>> Start DATA LINES
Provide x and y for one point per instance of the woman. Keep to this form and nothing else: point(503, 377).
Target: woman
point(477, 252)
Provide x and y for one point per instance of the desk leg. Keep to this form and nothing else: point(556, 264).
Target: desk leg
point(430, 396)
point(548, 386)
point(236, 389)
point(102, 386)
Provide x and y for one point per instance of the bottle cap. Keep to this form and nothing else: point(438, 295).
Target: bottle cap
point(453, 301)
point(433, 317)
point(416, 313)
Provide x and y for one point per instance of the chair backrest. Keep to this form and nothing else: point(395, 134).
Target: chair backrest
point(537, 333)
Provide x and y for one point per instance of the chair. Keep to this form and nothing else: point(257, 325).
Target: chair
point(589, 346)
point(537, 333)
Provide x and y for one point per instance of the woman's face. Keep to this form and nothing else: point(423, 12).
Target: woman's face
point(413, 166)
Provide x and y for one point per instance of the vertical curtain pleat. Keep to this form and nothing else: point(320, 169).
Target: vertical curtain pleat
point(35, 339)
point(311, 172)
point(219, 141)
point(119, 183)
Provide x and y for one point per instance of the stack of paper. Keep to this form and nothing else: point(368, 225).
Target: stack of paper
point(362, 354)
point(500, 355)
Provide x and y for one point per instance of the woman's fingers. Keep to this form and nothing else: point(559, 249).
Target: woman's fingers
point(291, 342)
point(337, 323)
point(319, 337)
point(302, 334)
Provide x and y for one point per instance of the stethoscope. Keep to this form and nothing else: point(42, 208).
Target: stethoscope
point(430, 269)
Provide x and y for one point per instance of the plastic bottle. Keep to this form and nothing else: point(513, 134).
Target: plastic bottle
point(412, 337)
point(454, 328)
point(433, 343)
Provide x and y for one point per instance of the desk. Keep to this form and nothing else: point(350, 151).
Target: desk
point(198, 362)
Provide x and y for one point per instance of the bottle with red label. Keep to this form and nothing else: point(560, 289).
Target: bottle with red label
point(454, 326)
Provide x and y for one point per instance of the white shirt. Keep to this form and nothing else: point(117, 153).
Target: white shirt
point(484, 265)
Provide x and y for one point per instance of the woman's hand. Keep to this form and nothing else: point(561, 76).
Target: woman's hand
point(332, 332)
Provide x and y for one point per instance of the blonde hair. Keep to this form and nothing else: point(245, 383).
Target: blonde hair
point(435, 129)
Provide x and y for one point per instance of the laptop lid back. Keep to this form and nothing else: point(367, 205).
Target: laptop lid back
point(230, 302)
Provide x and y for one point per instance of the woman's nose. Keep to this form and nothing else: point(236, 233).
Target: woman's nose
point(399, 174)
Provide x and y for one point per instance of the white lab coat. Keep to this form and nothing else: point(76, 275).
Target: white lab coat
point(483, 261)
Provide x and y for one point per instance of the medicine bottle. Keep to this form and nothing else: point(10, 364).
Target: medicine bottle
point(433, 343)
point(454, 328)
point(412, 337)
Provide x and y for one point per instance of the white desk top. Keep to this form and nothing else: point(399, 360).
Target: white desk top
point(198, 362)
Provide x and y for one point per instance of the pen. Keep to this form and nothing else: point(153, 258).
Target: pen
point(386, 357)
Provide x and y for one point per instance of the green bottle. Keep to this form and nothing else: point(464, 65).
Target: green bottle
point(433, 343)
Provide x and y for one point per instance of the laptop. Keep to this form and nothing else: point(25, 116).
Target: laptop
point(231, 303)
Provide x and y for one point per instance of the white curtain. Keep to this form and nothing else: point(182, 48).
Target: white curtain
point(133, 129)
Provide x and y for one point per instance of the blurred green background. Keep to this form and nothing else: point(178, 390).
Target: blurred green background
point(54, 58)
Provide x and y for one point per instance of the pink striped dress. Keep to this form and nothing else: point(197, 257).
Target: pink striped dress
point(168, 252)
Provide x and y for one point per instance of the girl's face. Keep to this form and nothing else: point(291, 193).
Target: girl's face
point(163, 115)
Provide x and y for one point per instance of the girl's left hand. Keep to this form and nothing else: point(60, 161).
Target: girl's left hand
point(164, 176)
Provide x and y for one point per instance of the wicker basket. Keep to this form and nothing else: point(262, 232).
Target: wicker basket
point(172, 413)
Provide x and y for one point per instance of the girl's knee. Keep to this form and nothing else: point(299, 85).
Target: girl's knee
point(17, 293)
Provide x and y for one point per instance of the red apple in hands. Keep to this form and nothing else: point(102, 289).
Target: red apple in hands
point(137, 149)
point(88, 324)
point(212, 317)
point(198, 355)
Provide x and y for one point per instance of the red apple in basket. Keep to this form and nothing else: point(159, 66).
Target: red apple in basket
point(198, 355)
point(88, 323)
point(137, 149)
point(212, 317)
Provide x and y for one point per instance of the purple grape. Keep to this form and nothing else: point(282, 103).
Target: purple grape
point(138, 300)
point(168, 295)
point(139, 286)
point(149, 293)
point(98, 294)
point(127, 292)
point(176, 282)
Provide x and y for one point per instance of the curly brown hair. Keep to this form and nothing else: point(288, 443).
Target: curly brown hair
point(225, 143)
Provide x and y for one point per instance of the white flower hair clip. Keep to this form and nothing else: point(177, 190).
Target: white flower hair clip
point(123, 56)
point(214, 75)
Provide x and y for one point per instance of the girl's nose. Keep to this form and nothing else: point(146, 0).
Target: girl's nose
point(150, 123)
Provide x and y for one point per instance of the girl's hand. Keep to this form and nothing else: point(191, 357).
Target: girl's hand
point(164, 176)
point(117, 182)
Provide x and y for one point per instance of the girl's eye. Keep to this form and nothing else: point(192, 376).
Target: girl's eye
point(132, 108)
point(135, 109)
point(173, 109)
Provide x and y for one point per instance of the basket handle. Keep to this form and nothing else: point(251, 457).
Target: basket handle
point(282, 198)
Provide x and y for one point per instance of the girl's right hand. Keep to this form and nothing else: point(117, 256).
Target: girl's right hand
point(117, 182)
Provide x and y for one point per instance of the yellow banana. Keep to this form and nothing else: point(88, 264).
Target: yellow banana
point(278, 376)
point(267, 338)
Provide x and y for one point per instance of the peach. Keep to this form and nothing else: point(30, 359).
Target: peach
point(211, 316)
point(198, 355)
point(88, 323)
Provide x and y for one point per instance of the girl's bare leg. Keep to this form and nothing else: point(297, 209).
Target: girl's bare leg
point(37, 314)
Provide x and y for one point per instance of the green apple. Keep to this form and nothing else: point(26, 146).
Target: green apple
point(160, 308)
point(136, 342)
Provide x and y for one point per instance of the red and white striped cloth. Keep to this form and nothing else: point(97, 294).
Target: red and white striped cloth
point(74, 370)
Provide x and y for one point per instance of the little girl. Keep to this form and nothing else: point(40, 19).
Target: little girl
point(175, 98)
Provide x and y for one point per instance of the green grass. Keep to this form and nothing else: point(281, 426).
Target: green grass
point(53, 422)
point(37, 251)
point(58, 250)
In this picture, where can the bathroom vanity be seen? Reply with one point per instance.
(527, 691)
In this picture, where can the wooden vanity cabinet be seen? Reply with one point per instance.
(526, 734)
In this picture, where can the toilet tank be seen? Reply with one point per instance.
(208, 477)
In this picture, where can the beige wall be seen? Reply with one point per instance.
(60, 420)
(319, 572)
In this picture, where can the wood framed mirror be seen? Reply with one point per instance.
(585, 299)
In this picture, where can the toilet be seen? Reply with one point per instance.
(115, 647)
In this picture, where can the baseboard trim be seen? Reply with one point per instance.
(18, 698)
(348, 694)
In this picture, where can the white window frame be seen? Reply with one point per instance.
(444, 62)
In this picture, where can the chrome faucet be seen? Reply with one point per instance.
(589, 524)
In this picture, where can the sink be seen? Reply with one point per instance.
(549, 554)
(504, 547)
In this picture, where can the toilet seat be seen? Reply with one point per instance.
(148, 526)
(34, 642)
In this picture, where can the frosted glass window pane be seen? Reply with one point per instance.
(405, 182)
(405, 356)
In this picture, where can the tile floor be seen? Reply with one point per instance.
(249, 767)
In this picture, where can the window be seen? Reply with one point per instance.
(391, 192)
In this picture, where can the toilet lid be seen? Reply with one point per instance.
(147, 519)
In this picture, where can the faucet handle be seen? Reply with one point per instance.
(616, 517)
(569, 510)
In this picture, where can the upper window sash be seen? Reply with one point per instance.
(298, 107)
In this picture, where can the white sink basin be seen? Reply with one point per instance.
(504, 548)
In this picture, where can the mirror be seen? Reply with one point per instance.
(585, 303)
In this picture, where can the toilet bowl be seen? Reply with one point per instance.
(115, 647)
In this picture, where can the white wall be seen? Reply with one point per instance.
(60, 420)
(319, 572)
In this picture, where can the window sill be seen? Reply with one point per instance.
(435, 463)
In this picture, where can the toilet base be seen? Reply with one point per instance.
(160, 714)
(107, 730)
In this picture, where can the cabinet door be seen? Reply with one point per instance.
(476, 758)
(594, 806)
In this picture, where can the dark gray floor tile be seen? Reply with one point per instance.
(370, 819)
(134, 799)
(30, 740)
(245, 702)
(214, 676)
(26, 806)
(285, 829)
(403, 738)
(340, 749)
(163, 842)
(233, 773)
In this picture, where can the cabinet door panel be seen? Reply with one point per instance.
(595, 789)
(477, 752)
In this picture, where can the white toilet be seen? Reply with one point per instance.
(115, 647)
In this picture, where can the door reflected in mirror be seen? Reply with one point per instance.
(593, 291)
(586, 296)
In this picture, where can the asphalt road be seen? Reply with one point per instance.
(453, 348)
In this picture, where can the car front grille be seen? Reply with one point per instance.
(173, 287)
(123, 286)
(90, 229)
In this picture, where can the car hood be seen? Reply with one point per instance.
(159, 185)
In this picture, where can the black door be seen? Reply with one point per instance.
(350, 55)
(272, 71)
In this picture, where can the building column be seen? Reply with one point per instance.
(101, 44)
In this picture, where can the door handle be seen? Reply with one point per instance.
>> End DATA LINES
YOUR TASK:
Extract the lines above from the one containing "In this picture, where can the upper" to the last line, both included, exactly as written.

COMPLETE ANSWER:
In this picture, where can the upper window sash be seen? Reply with one point per instance.
(298, 107)
In this picture, where can the white sink basin be seen? Reply with one point per instance.
(504, 548)
In this picture, where can the mirror be seen? Reply with one point per instance.
(585, 303)
In this picture, where can the toilet bowl be seen? Reply with one point per instance.
(115, 647)
In this picture, where can the white wall be seen? Reply with one point per instance.
(60, 420)
(319, 572)
In this picture, where can the window sill be seen? Reply with one point per instance.
(435, 463)
In this picture, where can the toilet base be seen? Reply with one point per instance.
(160, 714)
(107, 730)
In this picture, where can the cabinet door be seen? Reply with one point per instance.
(476, 758)
(594, 806)
In this picture, where can the dark gray floor tile be seen? Reply with one point per instance.
(370, 819)
(134, 799)
(30, 740)
(245, 702)
(214, 676)
(26, 806)
(285, 829)
(403, 738)
(340, 749)
(163, 842)
(233, 773)
In this picture, where can the cabinet door panel be seen? Reply with one point per instance.
(595, 789)
(477, 752)
In this picture, where can the white toilet be seen? Reply with one point per instance.
(115, 647)
In this picture, where can the door reflected in mirror be seen? Reply with one point per instance.
(593, 291)
(586, 296)
In this picture, where can the asphalt road be seen? Reply with one point per instance.
(453, 348)
In this picture, where can the car front grille be seen? Reply with one point per instance.
(173, 287)
(123, 286)
(90, 229)
In this picture, where can the car hood be seen? Reply with one point per instance.
(159, 185)
In this picture, where can the black door be seen? Reply with one point per instance.
(350, 55)
(272, 71)
In this picture, where can the building column be seen? Reply with one point per instance.
(101, 44)
In this picture, where can the door handle be seen? Reply with one point per instance.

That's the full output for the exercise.